#### Task requirements:
Check each line of the entries below for the string "rocky"; copy every line where it appears.

#### Dataset excerpts:
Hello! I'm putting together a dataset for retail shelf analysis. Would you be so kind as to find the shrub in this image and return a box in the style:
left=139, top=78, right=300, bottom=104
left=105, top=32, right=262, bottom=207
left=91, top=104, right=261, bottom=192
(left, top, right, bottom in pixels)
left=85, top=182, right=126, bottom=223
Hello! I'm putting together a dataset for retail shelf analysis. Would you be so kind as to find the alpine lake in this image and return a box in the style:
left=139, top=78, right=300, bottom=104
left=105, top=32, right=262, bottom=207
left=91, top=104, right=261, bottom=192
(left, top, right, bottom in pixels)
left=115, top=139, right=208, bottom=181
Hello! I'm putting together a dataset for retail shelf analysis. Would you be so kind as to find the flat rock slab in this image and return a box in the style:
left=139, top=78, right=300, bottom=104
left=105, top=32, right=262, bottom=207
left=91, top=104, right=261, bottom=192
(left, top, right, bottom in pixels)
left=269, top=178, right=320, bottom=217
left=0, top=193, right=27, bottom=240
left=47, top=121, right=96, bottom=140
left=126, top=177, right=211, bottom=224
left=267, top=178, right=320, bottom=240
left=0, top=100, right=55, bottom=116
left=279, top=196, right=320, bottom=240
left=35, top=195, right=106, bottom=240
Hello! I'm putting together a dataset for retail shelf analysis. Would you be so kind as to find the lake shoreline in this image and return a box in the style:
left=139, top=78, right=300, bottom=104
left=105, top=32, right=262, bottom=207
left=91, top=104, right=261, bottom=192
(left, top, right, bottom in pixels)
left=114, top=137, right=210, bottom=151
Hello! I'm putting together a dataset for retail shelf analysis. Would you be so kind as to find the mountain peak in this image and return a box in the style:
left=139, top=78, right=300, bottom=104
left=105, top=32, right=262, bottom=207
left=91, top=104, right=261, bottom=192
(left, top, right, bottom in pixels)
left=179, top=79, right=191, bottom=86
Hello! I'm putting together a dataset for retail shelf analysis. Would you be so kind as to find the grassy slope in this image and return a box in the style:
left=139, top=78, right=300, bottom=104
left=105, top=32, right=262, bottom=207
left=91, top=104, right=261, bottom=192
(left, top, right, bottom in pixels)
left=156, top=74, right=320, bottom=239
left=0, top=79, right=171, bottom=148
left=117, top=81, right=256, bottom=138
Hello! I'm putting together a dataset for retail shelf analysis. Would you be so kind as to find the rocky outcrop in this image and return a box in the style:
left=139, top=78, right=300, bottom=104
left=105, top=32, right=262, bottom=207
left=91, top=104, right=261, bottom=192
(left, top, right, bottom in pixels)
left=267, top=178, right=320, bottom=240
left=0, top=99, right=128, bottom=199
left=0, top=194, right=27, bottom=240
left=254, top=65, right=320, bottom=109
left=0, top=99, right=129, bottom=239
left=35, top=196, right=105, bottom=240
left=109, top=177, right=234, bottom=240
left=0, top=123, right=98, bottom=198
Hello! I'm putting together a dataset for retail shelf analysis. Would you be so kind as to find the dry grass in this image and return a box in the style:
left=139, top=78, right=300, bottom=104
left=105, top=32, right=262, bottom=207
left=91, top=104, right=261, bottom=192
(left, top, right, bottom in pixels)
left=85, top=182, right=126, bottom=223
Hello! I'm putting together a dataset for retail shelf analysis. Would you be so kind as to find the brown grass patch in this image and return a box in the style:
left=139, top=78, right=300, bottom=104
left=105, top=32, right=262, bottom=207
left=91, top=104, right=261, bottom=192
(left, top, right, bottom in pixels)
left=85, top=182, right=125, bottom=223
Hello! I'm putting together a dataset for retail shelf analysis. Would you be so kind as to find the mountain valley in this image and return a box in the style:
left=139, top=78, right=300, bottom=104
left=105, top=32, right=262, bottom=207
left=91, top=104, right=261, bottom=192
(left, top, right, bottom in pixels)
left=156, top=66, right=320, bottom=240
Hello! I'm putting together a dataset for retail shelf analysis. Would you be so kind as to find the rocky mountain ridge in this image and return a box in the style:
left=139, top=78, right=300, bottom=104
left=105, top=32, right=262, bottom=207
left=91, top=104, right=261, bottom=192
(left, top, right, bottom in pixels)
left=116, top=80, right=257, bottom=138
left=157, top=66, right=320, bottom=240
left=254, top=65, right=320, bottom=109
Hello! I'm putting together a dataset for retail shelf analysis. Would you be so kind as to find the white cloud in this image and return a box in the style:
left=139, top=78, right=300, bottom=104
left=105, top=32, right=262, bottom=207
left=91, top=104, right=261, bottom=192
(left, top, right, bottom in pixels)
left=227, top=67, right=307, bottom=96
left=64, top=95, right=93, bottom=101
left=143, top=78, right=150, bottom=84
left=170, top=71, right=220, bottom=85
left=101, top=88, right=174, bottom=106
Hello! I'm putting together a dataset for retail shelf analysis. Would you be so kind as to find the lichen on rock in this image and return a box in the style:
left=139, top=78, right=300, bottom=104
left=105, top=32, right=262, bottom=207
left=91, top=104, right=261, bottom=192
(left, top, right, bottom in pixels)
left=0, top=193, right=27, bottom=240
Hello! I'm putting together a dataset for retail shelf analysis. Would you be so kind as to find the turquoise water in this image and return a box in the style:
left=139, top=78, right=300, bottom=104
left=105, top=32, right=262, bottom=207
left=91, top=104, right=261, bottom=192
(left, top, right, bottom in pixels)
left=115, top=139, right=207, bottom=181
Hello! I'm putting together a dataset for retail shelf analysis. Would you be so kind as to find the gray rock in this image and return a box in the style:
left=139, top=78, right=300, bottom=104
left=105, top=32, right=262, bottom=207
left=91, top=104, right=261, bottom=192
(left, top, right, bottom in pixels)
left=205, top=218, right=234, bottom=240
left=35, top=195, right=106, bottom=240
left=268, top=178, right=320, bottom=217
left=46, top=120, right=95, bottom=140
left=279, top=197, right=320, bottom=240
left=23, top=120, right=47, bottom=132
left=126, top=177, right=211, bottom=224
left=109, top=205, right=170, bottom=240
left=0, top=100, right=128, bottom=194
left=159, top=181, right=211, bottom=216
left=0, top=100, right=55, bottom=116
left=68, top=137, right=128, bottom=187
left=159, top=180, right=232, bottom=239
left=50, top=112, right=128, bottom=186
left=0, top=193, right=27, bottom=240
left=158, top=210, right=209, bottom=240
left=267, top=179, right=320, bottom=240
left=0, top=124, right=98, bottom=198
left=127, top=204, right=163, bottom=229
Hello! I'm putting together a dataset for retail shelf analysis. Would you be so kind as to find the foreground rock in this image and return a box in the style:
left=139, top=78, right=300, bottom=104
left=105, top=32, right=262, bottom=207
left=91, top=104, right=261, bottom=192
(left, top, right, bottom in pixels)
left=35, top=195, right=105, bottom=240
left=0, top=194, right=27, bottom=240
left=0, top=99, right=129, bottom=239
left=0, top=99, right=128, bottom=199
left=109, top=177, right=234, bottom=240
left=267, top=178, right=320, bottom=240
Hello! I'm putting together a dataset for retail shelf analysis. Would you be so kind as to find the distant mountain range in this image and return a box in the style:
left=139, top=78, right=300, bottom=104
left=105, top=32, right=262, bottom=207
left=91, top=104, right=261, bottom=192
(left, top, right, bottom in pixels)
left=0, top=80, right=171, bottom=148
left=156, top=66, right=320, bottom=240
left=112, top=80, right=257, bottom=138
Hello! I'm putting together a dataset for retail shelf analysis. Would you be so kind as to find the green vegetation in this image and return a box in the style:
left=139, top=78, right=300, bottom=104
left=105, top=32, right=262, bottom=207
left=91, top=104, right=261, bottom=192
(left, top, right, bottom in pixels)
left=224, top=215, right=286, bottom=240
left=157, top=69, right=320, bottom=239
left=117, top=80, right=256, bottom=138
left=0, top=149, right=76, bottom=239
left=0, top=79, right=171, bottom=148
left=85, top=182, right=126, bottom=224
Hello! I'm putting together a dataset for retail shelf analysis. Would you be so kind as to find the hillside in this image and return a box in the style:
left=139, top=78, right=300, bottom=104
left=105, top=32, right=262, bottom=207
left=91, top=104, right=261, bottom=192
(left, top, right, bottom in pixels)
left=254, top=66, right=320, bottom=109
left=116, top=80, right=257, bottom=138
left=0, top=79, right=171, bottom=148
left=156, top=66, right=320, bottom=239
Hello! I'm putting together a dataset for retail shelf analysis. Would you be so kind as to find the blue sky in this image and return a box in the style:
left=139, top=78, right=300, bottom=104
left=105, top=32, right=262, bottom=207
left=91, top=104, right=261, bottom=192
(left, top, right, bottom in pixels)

#### Solution:
Hello! I'm putting together a dataset for retail shelf analysis. Would you be so kind as to find the rocky outcrop in this image and return a box in the style:
Hello! I'm putting together a dataset for retail shelf analysis. Would you be so kind as to find the rocky mountain ridge in this image and return a box in the style:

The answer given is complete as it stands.